> _EXERCISE TASK_: Reproduce the listing below with every instance of "Submission" changed to "Response" and all other text left unchanged.
• • •
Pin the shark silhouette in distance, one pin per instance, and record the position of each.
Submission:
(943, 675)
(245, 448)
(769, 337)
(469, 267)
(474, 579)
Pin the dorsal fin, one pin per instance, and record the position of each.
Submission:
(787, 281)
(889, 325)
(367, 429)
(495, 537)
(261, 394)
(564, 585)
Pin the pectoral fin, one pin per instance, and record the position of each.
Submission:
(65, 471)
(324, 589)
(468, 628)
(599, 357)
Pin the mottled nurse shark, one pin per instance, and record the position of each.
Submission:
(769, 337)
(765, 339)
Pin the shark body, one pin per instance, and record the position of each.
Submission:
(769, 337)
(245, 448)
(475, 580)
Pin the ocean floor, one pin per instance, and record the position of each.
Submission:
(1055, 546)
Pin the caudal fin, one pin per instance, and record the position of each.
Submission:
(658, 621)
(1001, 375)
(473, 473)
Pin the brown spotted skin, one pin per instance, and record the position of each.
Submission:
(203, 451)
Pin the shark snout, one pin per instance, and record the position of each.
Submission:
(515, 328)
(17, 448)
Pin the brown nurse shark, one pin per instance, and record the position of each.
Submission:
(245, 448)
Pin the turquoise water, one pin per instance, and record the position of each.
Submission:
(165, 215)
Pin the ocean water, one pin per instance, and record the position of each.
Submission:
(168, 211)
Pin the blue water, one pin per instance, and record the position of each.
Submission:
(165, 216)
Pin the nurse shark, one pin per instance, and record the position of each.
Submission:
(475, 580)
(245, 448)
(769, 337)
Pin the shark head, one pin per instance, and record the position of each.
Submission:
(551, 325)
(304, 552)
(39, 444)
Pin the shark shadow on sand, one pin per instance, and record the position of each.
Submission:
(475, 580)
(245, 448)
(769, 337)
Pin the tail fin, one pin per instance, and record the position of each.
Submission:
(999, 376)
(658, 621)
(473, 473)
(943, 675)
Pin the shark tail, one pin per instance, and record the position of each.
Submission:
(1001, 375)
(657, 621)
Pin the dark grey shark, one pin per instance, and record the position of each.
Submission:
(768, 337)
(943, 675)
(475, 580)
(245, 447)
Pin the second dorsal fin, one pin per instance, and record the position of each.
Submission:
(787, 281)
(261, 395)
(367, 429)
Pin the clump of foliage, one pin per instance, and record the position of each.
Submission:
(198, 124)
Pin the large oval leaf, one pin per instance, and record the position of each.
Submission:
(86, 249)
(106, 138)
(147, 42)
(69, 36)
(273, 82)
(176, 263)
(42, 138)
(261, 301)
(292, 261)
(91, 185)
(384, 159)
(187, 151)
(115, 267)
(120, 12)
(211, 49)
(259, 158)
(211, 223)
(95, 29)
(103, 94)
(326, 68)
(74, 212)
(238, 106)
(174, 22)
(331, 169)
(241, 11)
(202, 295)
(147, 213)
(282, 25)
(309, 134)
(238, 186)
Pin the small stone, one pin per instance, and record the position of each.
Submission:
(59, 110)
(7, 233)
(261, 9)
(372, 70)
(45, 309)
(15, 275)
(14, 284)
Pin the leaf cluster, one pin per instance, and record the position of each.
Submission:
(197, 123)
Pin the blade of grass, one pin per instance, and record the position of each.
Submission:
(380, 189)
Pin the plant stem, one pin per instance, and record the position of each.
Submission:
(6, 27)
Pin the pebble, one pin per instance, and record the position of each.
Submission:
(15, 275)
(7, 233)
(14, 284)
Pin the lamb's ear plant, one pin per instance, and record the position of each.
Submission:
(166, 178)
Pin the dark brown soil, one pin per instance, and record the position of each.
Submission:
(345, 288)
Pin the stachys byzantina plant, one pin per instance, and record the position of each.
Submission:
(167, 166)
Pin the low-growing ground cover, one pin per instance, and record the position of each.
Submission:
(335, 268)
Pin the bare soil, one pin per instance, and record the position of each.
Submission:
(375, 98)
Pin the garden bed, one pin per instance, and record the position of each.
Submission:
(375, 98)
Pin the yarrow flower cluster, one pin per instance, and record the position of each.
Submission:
• • •
> _COMPLETE OUTPUT_:
Pin the shark silhouette in distance, one pin per instance, and record the position of each.
Response:
(943, 675)
(245, 448)
(769, 337)
(469, 267)
(474, 579)
Pin the dorsal fin, one pin per instance, and record the position of each.
Response:
(787, 281)
(889, 325)
(367, 429)
(495, 537)
(261, 394)
(564, 585)
Pin the pectoral fin, one pin per instance, and record the position of each.
Response:
(65, 471)
(324, 589)
(468, 628)
(599, 357)
Pin the mottled nurse shark, one pin per instance, and record the position of each.
Response:
(769, 337)
(765, 339)
Pin the shark body, one pin per instance, and record the position of each.
Response:
(769, 337)
(245, 448)
(475, 580)
Pin the ocean floor, one pin per instance, and record the position of each.
Response:
(1055, 546)
Pin the caudal fin, one pin per instance, and record the position of each.
Response:
(658, 621)
(1001, 375)
(473, 473)
Pin the brown spotted skin, one pin per instance, and record the position of each.
Response:
(203, 451)
Pin the shark snout, one pin per instance, and record the position of each.
Response:
(515, 328)
(17, 448)
Pin the brown nurse shark, one pin per instance, and record the position of each.
Response:
(245, 448)
Pin the turquoise water, one pin per instance, and record the position of each.
Response:
(165, 215)
Pin the ocean water, one pin per instance, and record the position of each.
Response:
(168, 211)
Pin the blue water, one pin per instance, and record the position of each.
Response:
(165, 216)
Pin the nurse shark, one pin per instance, and record the position of each.
Response:
(475, 580)
(245, 448)
(769, 337)
Pin the shark head, one pin per instance, and record the position of each.
Response:
(551, 325)
(304, 552)
(39, 444)
Pin the shark shadow on sand, one pin per instance, and record the position of each.
Response:
(475, 580)
(245, 448)
(769, 337)
Pin the tail fin, one pin per instance, and record the position of each.
Response:
(999, 376)
(658, 621)
(473, 473)
(943, 675)
Pin the shark tail, one pin per instance, and record the position of each.
Response:
(1001, 375)
(657, 621)
Pin the dark grey shark, one pin per instance, and record the position of each.
Response:
(768, 337)
(943, 675)
(475, 580)
(245, 447)
Pin the second dorsal fin, one pin per instance, and record the position of each.
Response:
(787, 281)
(261, 395)
(367, 429)
Pin the clump of foliage, one pin per instance, and record the position of each.
Response:
(198, 124)
Pin the large oval leaf, one pin per instance, and record the position of each.
Response:
(86, 249)
(106, 138)
(147, 42)
(69, 36)
(273, 82)
(176, 263)
(42, 138)
(261, 301)
(292, 261)
(91, 185)
(384, 159)
(187, 151)
(115, 267)
(120, 12)
(211, 49)
(259, 158)
(211, 223)
(95, 29)
(103, 94)
(326, 68)
(74, 212)
(238, 106)
(174, 22)
(331, 169)
(241, 11)
(202, 295)
(147, 213)
(282, 25)
(309, 134)
(238, 186)
Pin the small stone, one pin per instance, and record the position of each.
Response:
(59, 110)
(7, 233)
(261, 9)
(372, 70)
(45, 309)
(15, 275)
(14, 284)
Pin the leaf cluster, one pin per instance, and record the position of each.
Response:
(197, 123)
Pin the blade of grass, one pin per instance, and record the position of each.
Response:
(380, 189)
Pin the plant stem, one pin per instance, and record the position of each.
Response:
(6, 27)
Pin the pebble, one pin per instance, and record the position of each.
Response:
(15, 275)
(7, 233)
(14, 284)
Pin the lamb's ear plant, one pin per instance, and record the position of each.
Response:
(166, 178)
Pin the dark brown soil, one pin per instance, and record the position of each.
Response:
(345, 288)
Pin the stachys byzantina plant, one pin per instance, and record the position of each.
Response:
(167, 166)
Pin the low-growing ground cover, one pin per instance, and record the position of each.
Response:
(335, 268)
Pin the bare soil, one pin per instance, and record the position of each.
Response:
(375, 98)
Pin the garden bed, one pin per instance, and record the position of each.
Response:
(375, 98)
Pin the yarrow flower cluster, one pin per instance, and record the position of each.
Response:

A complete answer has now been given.